Requirement:
Provide only the number of lines in the records below that contain "query".

---------------

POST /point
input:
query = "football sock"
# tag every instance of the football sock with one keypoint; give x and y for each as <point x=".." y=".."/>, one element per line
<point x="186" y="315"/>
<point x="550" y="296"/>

---------------

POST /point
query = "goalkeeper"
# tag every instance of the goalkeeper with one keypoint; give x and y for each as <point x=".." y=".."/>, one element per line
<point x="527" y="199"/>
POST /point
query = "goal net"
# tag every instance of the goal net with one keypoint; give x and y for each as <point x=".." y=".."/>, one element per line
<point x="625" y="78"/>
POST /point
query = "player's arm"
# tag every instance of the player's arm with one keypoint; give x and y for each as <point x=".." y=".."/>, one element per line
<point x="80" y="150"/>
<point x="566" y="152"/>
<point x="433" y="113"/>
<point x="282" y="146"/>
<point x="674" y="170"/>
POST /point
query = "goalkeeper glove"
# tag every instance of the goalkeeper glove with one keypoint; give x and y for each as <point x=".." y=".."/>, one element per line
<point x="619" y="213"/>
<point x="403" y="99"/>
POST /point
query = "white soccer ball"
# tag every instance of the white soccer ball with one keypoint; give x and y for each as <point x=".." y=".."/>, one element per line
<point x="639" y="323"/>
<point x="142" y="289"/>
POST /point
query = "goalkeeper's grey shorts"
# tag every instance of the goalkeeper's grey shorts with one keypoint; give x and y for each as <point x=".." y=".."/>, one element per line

---------------

Output:
7